> _Prompt_:
Please recast the stretch of the listing below, from the line containing "target: floral dress" through the end of the listing, as a JSON list of strings with one string per line and blank lines dropped. Leave the pictures out of your answer.

> _Data supplied_:
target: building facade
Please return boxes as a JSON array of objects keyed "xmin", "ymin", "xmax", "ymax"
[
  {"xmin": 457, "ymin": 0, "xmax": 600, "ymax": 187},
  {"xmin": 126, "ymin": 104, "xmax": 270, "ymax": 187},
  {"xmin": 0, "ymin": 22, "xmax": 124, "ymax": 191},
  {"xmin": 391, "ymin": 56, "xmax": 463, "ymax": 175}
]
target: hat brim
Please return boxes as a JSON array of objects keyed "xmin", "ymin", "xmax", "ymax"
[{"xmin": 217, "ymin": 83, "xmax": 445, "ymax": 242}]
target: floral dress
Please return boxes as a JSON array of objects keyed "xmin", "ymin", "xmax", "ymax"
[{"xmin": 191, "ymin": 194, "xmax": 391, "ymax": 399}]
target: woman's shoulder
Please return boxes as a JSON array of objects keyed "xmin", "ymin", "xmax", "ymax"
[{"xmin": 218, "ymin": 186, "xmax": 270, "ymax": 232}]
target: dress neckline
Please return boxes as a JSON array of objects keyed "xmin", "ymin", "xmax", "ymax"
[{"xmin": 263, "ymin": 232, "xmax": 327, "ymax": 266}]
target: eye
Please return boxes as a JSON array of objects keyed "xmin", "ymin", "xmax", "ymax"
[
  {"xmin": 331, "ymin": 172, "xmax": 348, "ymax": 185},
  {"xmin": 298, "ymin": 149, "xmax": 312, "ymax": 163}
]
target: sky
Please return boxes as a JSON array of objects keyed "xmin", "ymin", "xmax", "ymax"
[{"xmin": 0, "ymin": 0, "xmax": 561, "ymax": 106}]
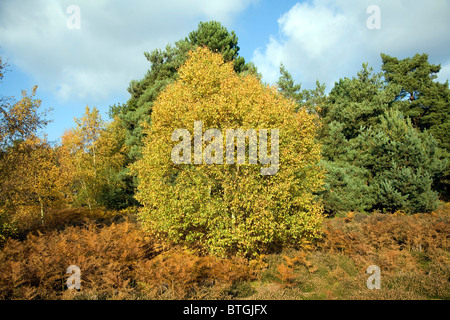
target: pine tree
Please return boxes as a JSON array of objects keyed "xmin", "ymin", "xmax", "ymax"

> _Expected answer_:
[
  "target: floral dress",
  "Please return boxes as a JSON array of objects keyed \"xmin\", \"ymin\", \"xmax\", \"ymax\"",
  "[{\"xmin\": 191, \"ymin\": 194, \"xmax\": 391, \"ymax\": 399}]",
  "target: woman's shoulder",
  "Please return boxes as a JSON array of objects keyed \"xmin\", \"ymin\", \"xmax\", \"ymax\"",
  "[{\"xmin\": 218, \"ymin\": 186, \"xmax\": 270, \"ymax\": 232}]",
  "target: dress neckline",
  "Please return boxes as a JSON array of objects keyed \"xmin\", \"ymin\", \"xmax\", \"ymax\"",
  "[{\"xmin\": 263, \"ymin\": 232, \"xmax\": 327, \"ymax\": 266}]",
  "target: eye",
  "Please return boxes as a JSON array of objects keyed \"xmin\", \"ymin\", \"xmax\", \"ymax\"",
  "[",
  "  {\"xmin\": 331, \"ymin\": 172, \"xmax\": 348, \"ymax\": 185},",
  "  {\"xmin\": 298, \"ymin\": 149, \"xmax\": 312, \"ymax\": 163}",
  "]",
  "target: sky",
  "Please return boxes as a JSON array of objects keyed \"xmin\", \"ymin\", \"xmax\", \"ymax\"",
  "[{\"xmin\": 0, \"ymin\": 0, \"xmax\": 561, \"ymax\": 106}]",
  "target: pine tree",
  "Please return boxes as a JSON array of objects keyed \"xmin\", \"ymin\", \"xmax\", \"ymax\""
]